**Given problem**: Switch "trace the outline" to "draw the boundary" throughout the rows that follow, and reproduce them with nothing else altered.

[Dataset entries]
+-------+

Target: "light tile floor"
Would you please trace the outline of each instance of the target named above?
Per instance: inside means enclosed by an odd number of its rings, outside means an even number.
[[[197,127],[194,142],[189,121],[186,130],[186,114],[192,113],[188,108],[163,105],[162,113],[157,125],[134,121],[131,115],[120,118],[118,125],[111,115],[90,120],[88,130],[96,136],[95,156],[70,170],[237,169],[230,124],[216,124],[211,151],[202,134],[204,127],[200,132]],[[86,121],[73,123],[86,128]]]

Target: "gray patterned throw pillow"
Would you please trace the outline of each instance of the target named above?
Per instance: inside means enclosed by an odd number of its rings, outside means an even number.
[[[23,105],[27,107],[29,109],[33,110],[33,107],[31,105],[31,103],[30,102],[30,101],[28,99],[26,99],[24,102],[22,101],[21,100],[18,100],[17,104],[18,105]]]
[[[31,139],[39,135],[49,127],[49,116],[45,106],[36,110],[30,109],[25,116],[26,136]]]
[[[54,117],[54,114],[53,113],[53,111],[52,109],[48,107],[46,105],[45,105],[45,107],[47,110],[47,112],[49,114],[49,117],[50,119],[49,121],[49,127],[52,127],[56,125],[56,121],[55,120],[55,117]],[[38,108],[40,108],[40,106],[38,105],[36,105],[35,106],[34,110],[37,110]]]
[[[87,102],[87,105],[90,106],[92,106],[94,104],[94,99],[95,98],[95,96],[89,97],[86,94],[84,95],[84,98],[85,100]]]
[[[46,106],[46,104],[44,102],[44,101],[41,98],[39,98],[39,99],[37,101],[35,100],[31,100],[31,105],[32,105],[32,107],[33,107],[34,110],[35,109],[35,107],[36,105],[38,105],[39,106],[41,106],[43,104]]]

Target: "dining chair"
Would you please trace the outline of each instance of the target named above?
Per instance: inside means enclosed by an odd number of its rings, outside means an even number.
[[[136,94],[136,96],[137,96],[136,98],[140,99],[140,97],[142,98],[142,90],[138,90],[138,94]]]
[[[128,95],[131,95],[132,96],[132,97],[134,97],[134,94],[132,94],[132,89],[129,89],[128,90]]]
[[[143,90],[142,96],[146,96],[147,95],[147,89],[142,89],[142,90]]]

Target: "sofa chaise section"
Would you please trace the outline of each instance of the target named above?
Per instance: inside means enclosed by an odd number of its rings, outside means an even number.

+-------+

**Task answer**:
Target: "light tile floor"
Would you please draw the boundary of each instance of the target named above?
Per instance: inside means enclosed by an odd number of its rings, outside means an even number.
[[[197,127],[194,142],[189,121],[186,130],[186,114],[192,113],[188,108],[163,105],[162,113],[157,125],[134,121],[131,115],[120,118],[118,125],[111,115],[90,120],[88,130],[96,136],[95,156],[70,170],[237,169],[230,124],[216,124],[211,151],[202,134],[204,127],[200,132]],[[86,121],[73,123],[86,128]]]

Target: "gray patterned throw pillow"
Would you please draw the boundary of each instance of the target named above?
Per instance: inside means enclosed by an odd number of its rings, outside means an even number.
[[[23,105],[27,107],[29,109],[33,110],[33,107],[31,105],[31,103],[30,102],[30,101],[28,99],[26,99],[24,102],[22,101],[21,100],[18,100],[17,104],[18,105]]]
[[[31,139],[39,135],[49,127],[49,116],[45,106],[36,110],[30,109],[25,116],[26,136]]]
[[[54,117],[54,114],[53,113],[53,111],[52,109],[48,107],[46,105],[45,105],[45,107],[47,110],[47,112],[49,114],[49,117],[50,119],[49,121],[49,127],[52,127],[56,125],[56,121],[55,120],[55,117]],[[38,108],[40,108],[40,106],[38,105],[36,105],[35,106],[34,110],[37,110]]]
[[[87,102],[87,105],[90,106],[92,106],[94,104],[94,99],[95,98],[95,96],[89,97],[86,94],[84,95],[84,98],[85,100]]]
[[[46,106],[46,104],[44,102],[44,101],[41,98],[39,98],[39,99],[37,101],[35,100],[31,100],[31,105],[32,105],[32,107],[33,107],[34,110],[35,109],[35,107],[36,105],[38,105],[39,106],[41,106],[43,104]]]

Target: "dining chair"
Would you please draw the boundary of each instance of the target named above?
Per instance: inside means enclosed by an odd number of its rings, outside means an even number.
[[[136,94],[136,96],[137,96],[136,98],[140,99],[140,97],[142,98],[142,90],[138,90],[138,94]]]
[[[128,95],[131,95],[132,96],[132,97],[134,97],[134,94],[132,94],[132,89],[129,89],[128,90]]]
[[[143,90],[142,96],[146,96],[147,95],[147,89],[142,89],[142,90]]]

Target: "sofa chaise section"
Would you please draw the boundary of each instance of the target named above?
Per instance: inside means enclosed by an odd number of its rings, outside means an even number.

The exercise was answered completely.